EXERCISE INPUT section start
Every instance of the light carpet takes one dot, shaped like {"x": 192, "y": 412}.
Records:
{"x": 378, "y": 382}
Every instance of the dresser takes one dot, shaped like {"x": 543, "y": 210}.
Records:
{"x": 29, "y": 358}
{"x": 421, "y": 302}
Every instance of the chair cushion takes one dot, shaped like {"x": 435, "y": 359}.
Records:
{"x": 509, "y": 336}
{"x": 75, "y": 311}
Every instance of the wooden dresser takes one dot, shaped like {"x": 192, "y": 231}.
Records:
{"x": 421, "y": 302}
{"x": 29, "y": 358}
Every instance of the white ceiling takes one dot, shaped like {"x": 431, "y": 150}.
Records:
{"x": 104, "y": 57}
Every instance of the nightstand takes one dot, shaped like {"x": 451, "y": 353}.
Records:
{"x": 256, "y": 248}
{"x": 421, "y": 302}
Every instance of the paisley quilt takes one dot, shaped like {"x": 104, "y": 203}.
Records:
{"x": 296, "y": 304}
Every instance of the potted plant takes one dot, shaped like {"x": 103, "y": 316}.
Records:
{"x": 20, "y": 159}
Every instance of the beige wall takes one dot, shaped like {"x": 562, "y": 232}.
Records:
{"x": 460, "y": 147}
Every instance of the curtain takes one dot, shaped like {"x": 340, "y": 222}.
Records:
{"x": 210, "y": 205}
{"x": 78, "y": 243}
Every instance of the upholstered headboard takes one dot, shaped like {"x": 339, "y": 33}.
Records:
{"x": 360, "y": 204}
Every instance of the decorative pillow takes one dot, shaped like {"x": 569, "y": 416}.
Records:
EXERCISE INPUT section end
Find the lines above that contain "dresser" and give their count, with nothing added.

2